*** Source passage Section Begins ***
Credit hire is a world wide phenomenon.
This month the High Court of Australia handed down judgment in the first credit hire case to reach the High Court: which is the highest court in Australia and the equivalent of the United Kingdom Supreme Court.
Decisions in the High Court should be of interest to United Kingdom lawyers because decisions in the common law jurisdictions permeate through to each other and can be useful persuasive authorities to argue for a particular result in this jurisdiction. One has only to think of the landmark case of Sutherland Shire Council v Heyman [1985] HCA 41 which 5 years later prompted the House of Lords to recast the tort of negligence in England and Wales.
In the case of Arsalan v Rixon and Nguyen v Cassim [2021] HCA 40 the question of “need” arose as the principal issue, and the High Court, has not adopted the approach of Lord Mustill in the House of Lords decision in Giles v Thompson [1994] 1 AC 142 but has instead adopted the approach to loss of use and need in the landmark decision of The Mediana [1900] 1 AC 113. The High Court has further emphasised, that the head of loss of use, is perhaps more aptly to be called inconvenience. Thus the decision states:
34. Although a plaintiff must prove their loss, it will not usually be difficult for a plaintiff to establish heads of damage of physical inconvenience and loss of amenity of use consequential upon their lost ability to use their vehicle. There will, however, be exceptional cases where such loss to the plaintiff will be non-existent or so slight that the hire of a replacement vehicle will not be accepted to be a step in mitigation. Such exceptional cases might include where the plaintiff was hospitalised or abroad during the relevant period of repair, or where the damaged vehicle could have been replaced from idle stock within the plaintiff’s fleet of vehicles.
*** Source passage Section Ends ***
== Exercise ==
Summarize the passage on the Australian credit hire decision in two sentences. The rows that follow are not required for this exercise.
*** Material provided Section Begins ***
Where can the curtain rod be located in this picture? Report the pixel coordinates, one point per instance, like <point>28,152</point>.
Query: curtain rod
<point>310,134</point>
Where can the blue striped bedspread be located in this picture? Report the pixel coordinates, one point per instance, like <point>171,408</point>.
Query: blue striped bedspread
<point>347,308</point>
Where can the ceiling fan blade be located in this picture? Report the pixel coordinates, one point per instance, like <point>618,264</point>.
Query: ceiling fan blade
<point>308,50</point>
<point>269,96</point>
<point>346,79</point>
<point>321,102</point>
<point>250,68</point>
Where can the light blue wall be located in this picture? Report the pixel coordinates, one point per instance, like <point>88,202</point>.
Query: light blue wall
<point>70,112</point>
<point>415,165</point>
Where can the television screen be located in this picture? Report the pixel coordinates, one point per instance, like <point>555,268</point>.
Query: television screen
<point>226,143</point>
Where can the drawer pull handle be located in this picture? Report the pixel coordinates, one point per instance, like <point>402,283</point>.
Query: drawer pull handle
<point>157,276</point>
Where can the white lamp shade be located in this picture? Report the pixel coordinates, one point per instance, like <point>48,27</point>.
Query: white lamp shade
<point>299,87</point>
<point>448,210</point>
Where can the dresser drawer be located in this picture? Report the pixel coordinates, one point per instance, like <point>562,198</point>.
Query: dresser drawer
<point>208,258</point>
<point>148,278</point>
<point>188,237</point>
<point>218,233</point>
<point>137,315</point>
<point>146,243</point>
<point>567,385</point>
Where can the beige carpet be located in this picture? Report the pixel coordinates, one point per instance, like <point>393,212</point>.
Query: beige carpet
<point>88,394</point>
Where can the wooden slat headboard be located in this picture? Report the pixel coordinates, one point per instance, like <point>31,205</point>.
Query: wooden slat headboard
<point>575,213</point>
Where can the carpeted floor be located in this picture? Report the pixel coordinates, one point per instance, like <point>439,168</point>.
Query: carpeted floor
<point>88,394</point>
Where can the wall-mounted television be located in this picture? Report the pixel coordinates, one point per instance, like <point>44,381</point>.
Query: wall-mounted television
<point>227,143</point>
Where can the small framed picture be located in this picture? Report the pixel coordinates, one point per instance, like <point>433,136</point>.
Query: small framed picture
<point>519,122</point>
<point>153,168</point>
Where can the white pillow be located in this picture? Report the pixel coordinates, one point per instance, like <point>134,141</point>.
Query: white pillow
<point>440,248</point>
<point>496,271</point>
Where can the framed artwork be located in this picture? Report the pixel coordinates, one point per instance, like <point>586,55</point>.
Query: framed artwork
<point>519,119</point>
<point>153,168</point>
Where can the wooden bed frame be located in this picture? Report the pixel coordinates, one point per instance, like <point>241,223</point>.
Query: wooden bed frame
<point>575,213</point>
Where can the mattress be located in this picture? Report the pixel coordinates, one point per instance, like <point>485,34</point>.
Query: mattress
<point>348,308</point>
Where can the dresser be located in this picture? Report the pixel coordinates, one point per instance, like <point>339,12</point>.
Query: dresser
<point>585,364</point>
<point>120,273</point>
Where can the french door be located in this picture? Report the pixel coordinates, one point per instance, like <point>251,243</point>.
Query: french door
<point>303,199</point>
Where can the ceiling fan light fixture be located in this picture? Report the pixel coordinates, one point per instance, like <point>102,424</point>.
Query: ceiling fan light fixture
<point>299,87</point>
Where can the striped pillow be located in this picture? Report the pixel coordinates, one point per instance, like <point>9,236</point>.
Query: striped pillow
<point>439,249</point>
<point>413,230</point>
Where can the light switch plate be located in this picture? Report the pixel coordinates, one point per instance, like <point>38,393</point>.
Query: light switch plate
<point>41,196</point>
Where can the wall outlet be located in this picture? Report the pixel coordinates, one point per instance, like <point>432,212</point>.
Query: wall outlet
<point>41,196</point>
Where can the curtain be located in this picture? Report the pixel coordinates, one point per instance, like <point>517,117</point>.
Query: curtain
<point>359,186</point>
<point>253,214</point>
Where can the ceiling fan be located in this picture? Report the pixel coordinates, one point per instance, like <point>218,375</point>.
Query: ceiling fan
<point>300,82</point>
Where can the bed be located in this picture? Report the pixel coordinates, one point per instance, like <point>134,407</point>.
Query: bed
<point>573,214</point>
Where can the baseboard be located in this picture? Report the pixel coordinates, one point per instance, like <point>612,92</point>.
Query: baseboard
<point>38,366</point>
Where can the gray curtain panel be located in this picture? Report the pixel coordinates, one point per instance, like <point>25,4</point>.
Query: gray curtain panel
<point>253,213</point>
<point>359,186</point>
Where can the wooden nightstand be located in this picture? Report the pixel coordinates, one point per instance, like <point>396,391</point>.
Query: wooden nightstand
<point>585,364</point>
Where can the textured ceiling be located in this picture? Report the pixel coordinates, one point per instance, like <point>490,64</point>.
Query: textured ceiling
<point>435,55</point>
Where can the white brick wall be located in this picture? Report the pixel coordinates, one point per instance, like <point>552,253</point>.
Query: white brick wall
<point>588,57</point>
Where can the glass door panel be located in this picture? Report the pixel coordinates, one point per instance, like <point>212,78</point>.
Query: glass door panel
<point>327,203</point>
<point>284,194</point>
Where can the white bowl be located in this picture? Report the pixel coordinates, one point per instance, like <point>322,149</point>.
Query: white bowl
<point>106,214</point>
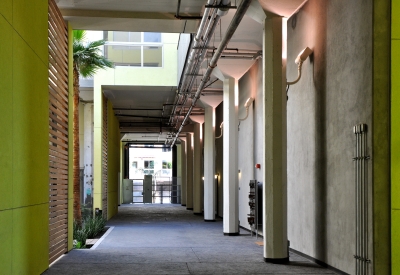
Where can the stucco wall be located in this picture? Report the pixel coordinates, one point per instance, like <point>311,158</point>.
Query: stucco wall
<point>333,95</point>
<point>251,143</point>
<point>219,149</point>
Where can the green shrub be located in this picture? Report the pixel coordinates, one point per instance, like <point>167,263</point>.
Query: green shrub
<point>94,226</point>
<point>90,228</point>
<point>79,234</point>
*** Material provided Section Ends ***
== Output ==
The High Court of Australia has decided its first credit hire case, Arsalan v Rixon and Nguyen v Cassim, which should interest United Kingdom lawyers because decisions in common law jurisdictions can serve as persuasive authority in one another. On the central question of need, the court declined to follow Lord Mustill's approach in Giles v Thompson and instead followed The Mediana, stressing that loss of use may be better described as inconvenience and that only in exceptional cases will that loss be too slight to justify hiring a replacement vehicle.